**TASK BRIEF:** Recreate the entire listing that appears below, exactly.

▼

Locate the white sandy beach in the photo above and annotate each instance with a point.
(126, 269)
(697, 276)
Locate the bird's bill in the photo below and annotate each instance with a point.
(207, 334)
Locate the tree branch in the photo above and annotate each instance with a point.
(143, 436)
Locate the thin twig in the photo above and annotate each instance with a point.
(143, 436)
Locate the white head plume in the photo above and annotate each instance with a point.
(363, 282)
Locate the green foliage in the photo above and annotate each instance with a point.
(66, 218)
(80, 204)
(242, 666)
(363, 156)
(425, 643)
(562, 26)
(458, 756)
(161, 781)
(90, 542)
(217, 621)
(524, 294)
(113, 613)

▲

**SOLUTION TO THIS PROBLEM:**
Locate the white sandy beach in the photo above and annotate each instance with a point.
(126, 269)
(697, 276)
Locate the bird's bill in the photo below and annotate each instance with a point.
(207, 334)
Locate the tree branch in the photo above and annotate each instance with a point.
(143, 436)
Locate the thin twig in the photo above and annotate each instance with a point.
(143, 436)
Locate the white head plume in the photo above and annotate each instance with a point.
(363, 282)
Locate the green foliage in the photo above and annotate each instance with a point.
(66, 218)
(80, 204)
(242, 666)
(363, 156)
(425, 643)
(562, 26)
(458, 756)
(161, 781)
(90, 542)
(217, 621)
(524, 294)
(113, 613)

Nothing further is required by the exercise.